Items from a dataset:

Segment Open

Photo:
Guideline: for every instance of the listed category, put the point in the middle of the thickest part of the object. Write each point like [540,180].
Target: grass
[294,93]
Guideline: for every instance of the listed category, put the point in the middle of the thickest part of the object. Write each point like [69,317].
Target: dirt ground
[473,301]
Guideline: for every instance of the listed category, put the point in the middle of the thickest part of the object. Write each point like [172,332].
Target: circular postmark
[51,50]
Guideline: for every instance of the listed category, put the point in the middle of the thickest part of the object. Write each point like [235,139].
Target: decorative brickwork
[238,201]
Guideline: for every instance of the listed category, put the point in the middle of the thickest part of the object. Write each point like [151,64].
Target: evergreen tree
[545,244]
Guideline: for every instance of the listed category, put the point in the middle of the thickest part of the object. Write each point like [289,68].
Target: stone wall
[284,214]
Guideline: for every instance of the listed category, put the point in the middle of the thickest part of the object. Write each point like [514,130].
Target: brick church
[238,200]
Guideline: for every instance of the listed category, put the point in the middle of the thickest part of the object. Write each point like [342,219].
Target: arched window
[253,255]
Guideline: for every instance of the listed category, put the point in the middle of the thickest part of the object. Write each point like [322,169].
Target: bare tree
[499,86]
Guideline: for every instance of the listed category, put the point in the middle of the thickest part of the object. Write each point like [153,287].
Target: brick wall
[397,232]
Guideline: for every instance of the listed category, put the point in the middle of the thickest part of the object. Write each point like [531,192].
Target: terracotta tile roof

Segment Closed

### PROBLEM TO WORK ON
Give the entries again in full, with nothing changed.

### SOLUTION FOR THIS EXERCISE
Photo:
Guideline: for every instance of the listed category, put the point in the middle of the thickest part of the object. Write each point like [540,180].
Target: grass
[294,93]
Guideline: for every instance of the listed category, put the point in the middle of the thickest part of the object. Write each point like [69,317].
Target: dirt ground
[473,301]
Guideline: for every instance of the listed category, put the point in the middle of the thickest part of the object. Write each point like [172,332].
Target: circular postmark
[51,50]
Guideline: for every instance of the listed category, put the point in the middle of the thickest part of the object. Write each point like [235,139].
Target: decorative brickwork
[238,201]
Guideline: for every instance of the listed category, put the point in the middle of the thickest part of the object. Write each point like [151,64].
Target: evergreen tree
[545,244]
Guideline: for every instance of the listed category, put the point in the middle of the thickest part of the object. Write each point like [289,68].
Target: stone wall
[284,214]
Guideline: for every instance of the listed category, put the point in the middle of the thickest part of the object. Write each point like [514,130].
Target: brick church
[238,200]
Guideline: for every instance of the listed category, put the point in the middle of the thickest part of the object. Write each point like [342,219].
Target: arched window
[253,255]
Guideline: for every instance of the listed category, put the point in the middle of the thickest part of the object. Write each point like [322,169].
Target: bare tree
[499,86]
Guideline: for every instance of the listed category, put the point in the middle of the thickest part of the object. Write each point like [153,287].
Target: brick wall
[397,232]
Guideline: for every instance of the listed category, put the point in the middle of the thickest part of the object. Write each point like [531,192].
Target: terracotta tile roof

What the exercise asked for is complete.